● **Given task A**: Output the passage of the domestic violence article starting at "It is also not" and ending at "you are protected.", copied word for word.

The Intersection of Domestic Violence, Criminal, and Family Law Matters
Aug 14, 2024 | Written by: Share
|It is not uncommon in certain domestic violence situations for there to be criminal complaints/charges issued. For example, in a case where there is an assault, there may not only be a restraining order issued, but also a criminal complaint in the local municipality where the event occurred or even in the Superior Court, depending on the severity of the crimes alleged.
It is also not uncommon for domestic violence matters to be heard before the criminal case. Restraining orders are heard in summary fashion, with a hearing take place often in as little as two weeks, whereas criminal proceedings may take months to conclude, or longer.
If your domestic violence matter is being heard before the criminal case, it is important to know and appreciate that testimony given in the family law matter can be used against you in the criminal case for purposes of impeachment, such as on cross examination. Therefore, if you are defending a domestic violence case, your criminal attorney should be in constant contact with your family law attorney (or whomever is handling the domestic violence matter) to ensure that you are protected.

● **Entries**:
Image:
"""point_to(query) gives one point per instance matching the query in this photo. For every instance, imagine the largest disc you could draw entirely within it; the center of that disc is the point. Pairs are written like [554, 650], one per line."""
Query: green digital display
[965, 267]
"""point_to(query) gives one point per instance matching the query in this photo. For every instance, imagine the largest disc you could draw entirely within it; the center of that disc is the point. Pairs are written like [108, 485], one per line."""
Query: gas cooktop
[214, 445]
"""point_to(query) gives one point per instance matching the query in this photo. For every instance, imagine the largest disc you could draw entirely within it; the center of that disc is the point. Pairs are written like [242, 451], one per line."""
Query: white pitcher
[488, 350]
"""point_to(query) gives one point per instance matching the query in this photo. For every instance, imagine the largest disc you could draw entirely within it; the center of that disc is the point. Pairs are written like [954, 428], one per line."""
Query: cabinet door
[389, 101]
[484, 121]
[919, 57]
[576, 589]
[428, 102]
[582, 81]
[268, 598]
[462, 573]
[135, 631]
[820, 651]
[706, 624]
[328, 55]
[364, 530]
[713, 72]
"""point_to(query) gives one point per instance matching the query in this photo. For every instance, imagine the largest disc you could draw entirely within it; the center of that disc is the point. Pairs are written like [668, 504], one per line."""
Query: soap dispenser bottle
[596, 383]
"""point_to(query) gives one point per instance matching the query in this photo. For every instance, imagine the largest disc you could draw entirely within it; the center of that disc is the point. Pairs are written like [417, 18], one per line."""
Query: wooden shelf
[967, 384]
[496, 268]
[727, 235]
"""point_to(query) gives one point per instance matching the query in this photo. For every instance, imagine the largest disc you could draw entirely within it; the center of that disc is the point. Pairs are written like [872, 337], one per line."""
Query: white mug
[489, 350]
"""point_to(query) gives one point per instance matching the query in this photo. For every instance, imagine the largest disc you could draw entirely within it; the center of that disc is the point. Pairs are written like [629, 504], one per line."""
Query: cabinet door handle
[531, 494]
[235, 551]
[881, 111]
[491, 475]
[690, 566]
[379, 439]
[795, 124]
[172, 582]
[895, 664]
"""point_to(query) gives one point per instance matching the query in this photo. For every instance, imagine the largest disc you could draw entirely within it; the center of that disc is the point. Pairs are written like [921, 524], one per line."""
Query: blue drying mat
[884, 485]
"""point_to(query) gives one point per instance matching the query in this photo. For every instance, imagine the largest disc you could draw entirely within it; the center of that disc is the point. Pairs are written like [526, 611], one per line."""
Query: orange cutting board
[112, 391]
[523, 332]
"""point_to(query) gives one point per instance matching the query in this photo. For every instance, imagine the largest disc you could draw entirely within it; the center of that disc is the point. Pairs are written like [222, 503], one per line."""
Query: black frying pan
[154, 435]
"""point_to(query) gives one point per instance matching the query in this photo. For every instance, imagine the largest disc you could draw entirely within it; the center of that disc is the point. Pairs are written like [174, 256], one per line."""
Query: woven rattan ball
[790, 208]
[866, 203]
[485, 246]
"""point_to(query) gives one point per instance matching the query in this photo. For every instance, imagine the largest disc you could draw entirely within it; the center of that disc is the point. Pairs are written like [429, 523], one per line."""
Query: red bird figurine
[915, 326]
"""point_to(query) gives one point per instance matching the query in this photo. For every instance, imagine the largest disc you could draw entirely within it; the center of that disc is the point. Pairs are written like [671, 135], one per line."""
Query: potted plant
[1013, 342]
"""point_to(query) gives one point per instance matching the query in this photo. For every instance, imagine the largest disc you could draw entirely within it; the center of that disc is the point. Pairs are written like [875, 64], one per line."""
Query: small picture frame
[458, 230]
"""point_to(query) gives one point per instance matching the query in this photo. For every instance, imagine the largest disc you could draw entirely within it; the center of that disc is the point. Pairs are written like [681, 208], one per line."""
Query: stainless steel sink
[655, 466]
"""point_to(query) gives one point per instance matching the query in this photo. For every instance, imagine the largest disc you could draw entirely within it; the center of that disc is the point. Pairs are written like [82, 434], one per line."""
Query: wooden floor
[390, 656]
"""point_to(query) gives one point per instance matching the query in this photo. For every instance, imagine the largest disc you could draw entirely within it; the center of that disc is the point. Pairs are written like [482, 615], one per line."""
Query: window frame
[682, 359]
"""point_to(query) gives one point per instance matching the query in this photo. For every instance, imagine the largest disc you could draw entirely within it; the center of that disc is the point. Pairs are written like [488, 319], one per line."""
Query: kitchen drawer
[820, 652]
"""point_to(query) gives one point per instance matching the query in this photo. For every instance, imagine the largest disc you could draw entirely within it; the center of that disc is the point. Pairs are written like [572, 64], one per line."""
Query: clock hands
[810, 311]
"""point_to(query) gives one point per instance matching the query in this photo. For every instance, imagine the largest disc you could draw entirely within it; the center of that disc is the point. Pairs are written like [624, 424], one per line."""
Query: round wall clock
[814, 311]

● **Given task B**: Give the rows starting at the line that contains "[624, 424], one" and ending at the last line of the rows as a Markdown table with the columns Line and Text, skipping any blank lines.

● **Right answer A**:
It is also not uncommon for domestic violence matters to be heard before the criminal case. Restraining orders are heard in summary fashion, with a hearing take place often in as little as two weeks, whereas criminal proceedings may take months to conclude, or longer.
If your domestic violence matter is being heard before the criminal case, it is important to know and appreciate that testimony given in the family law matter can be used against you in the criminal case for purposes of impeachment, such as on cross examination. Therefore, if you are defending a domestic violence case, your criminal attorney should be in constant contact with your family law attorney (or whomever is handling the domestic violence matter) to ensure that you are protected.

● **Right answer B**:
| Line | Text |
|---|---|
| 1 | """point_to(query) gives one point per instance matching the query in this photo. For every instance, imagine the largest disc you could draw entirely within it; the center of that disc is the point. Pairs are written like [624, 424], one per line.""" |
| 2 | Query: round wall clock |
| 3 | [814, 311] |